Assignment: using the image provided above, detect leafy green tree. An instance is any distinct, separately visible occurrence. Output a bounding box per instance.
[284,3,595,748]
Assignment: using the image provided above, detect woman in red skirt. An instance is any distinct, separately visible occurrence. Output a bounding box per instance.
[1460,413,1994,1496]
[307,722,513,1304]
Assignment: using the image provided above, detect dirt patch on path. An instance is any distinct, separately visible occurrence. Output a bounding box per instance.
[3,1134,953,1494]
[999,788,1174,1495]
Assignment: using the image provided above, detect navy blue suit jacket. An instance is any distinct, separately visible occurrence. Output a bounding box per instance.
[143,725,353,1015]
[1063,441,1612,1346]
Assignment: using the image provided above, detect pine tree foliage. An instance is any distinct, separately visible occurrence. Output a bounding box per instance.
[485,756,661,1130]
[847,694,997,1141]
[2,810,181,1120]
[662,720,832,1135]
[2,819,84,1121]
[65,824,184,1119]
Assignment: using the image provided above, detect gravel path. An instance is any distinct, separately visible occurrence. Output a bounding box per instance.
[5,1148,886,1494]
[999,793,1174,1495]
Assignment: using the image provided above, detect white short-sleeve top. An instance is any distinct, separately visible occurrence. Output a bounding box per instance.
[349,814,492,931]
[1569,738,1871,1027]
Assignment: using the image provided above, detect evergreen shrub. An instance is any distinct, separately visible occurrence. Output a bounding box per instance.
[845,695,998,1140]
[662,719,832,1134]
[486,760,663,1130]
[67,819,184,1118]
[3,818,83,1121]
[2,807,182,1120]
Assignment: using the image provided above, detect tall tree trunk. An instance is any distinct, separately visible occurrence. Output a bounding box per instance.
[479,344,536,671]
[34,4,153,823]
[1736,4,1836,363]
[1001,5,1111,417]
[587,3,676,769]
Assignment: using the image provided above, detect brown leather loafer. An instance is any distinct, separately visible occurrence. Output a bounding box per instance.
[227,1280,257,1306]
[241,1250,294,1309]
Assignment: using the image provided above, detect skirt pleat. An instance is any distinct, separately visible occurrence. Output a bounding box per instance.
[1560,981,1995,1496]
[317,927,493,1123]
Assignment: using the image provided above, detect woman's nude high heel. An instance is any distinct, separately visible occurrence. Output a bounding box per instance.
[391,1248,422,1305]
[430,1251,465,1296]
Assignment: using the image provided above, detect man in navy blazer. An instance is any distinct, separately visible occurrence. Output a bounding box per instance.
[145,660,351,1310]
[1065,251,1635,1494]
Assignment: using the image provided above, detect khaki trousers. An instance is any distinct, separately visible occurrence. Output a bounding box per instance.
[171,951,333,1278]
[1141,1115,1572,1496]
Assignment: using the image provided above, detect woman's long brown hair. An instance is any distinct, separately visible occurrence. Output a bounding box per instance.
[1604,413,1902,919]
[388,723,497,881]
== == ==
**WHAT IS NEEDED:**
No line may be altered or left out when the data is written out.

**ANSWER FOR THIS EXERCISE:**
Assignment: using the image provided above, detect leafy green tree. An instance is any distinct, separately visible occurrence. Output a bounding box per instance.
[284,3,595,748]
Assignment: using the image provided above, detect woman in red skirt. An instance is any distinct, separately visible occurrence. Output a bounding box per instance.
[1460,413,1994,1496]
[307,722,513,1304]
Assignment: using the image provided above, detect dirt patch on path. An instance is any distinct, separately visible occurrence. Output a bounding box per instance.
[3,1134,953,1494]
[999,788,1174,1495]
Assignment: using the image provided above, detect navy blue suit jacket. An instance is any distinct, separately visible occurrence. Output a bounding box per instance.
[143,725,353,1015]
[1063,441,1612,1346]
Assignment: using the image provided above, detect pine tree foliage. An instance is any distinct, separately visible occurrence. Output a bounding box per instance.
[485,756,661,1130]
[847,694,997,1141]
[2,810,181,1120]
[662,720,832,1135]
[2,819,84,1121]
[65,824,184,1119]
Assignment: using the image provided above, detect gravel path. An instance is any distinct, separately visible occurrence. Output a bounding box per instance.
[5,1148,886,1494]
[999,793,1174,1495]
Assignment: using the image provided above, detect white short-sleeve top. An instance is any distinct, separately visible occurrence. Output a bounding box per instance.
[349,814,492,931]
[1569,738,1871,1027]
Assignment: using the image provided above, detect evergreen shrub. An instance is any distinct, separately visible occurrence. Output a bounding box per instance.
[845,695,998,1140]
[662,719,832,1134]
[486,760,663,1130]
[67,819,184,1118]
[3,818,83,1121]
[2,807,182,1120]
Assignment: using the image provided above, detect tall tree trunk. An instance is any distinct, separately visible occurrence. Output a bounding box per instance.
[479,344,536,671]
[34,4,153,823]
[1736,4,1836,363]
[1001,5,1111,417]
[587,3,676,769]
Assignment: using the image provided above, detect brown leather loafer. An instance is any distinct, separately visible occurrence. Output a bounding box per instance.
[227,1280,257,1306]
[241,1250,294,1309]
Assignment: using the image provided above, detect skirt pleat. An instance is any distinct, separately visible occurrence. Output a bounding box per instance.
[1560,981,1995,1496]
[317,927,493,1123]
Assignment: using the image provided above, detect woman's nude high heel. An instance is any distinct, separately visible occurrence. Output a bounding box per instance.
[391,1248,422,1305]
[430,1251,465,1296]
Assignment: using the image provided above, detect man in navy blazer. An instance is any distinct, separately visible occurrence. Output a bounding box per instance.
[145,660,351,1310]
[1065,251,1635,1494]
Assignment: using the image provided above, detect khaki trousers. An instance is any distinct, separately visible occurrence. Output a bounding box per instance.
[171,951,333,1278]
[1141,1115,1572,1496]
Assignment: using the image provided above, detect woman's long brown hair. An instance is any distinct, separately visible occurrence. Output a bounding box per instance.
[1604,413,1902,919]
[388,723,497,881]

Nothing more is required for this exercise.